■ **Prompt**:
Copy the stretch of lines from the line containing "query: stone wall" through the line containing "206 132 L 256", both ends included, along with the request. In the answer, multiply every outline coordinate by 0.5 and round to whole numbers, with halves going up.

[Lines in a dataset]
-----

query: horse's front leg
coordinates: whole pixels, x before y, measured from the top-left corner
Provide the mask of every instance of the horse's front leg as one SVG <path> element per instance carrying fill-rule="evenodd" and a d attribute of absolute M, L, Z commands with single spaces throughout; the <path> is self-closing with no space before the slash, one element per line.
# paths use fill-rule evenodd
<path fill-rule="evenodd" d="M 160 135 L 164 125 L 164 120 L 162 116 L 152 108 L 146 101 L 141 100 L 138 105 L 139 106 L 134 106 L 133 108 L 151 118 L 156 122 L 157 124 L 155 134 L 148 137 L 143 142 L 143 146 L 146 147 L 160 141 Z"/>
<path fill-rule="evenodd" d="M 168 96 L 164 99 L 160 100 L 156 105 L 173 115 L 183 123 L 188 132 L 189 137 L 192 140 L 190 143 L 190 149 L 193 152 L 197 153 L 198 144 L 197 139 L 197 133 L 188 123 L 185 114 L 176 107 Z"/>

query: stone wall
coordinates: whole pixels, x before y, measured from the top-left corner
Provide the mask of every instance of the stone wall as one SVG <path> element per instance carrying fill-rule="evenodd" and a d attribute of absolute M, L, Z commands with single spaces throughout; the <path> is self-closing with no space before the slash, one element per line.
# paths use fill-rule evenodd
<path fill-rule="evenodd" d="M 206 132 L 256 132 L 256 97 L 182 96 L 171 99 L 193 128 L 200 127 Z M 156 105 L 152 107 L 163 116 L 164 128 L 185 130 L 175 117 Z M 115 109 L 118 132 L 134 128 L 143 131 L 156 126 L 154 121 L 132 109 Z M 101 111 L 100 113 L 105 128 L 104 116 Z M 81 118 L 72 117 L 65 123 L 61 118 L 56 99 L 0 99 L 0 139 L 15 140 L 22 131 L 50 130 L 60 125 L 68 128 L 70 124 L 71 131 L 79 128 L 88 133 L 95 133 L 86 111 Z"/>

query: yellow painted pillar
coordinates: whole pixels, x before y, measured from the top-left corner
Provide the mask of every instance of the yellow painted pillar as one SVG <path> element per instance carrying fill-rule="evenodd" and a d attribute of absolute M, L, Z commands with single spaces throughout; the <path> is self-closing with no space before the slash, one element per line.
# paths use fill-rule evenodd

-----

■ **Problem solution**:
query: stone wall
coordinates: whole pixels, x before y, measured from the top-left corner
Provide the mask of every instance of the stone wall as one SVG <path> element per instance carrying fill-rule="evenodd" and a d attribute of absolute M, L, Z commands with single spaces throughout; the <path> is self-closing with no space before the slash, one element per line.
# paths use fill-rule evenodd
<path fill-rule="evenodd" d="M 103 66 L 128 66 L 128 49 L 91 48 L 86 50 L 97 64 L 100 64 Z M 78 53 L 76 54 L 82 58 L 82 64 L 93 65 L 88 59 Z M 58 55 L 59 66 L 67 64 L 72 66 L 78 63 L 77 61 L 66 55 Z M 51 56 L 50 57 L 53 64 L 52 58 Z M 41 59 L 36 59 L 33 62 L 31 59 L 28 50 L 0 50 L 0 70 L 8 70 L 11 66 L 25 65 L 30 63 L 34 64 L 35 62 L 36 66 L 40 64 L 44 67 L 48 67 L 43 56 Z"/>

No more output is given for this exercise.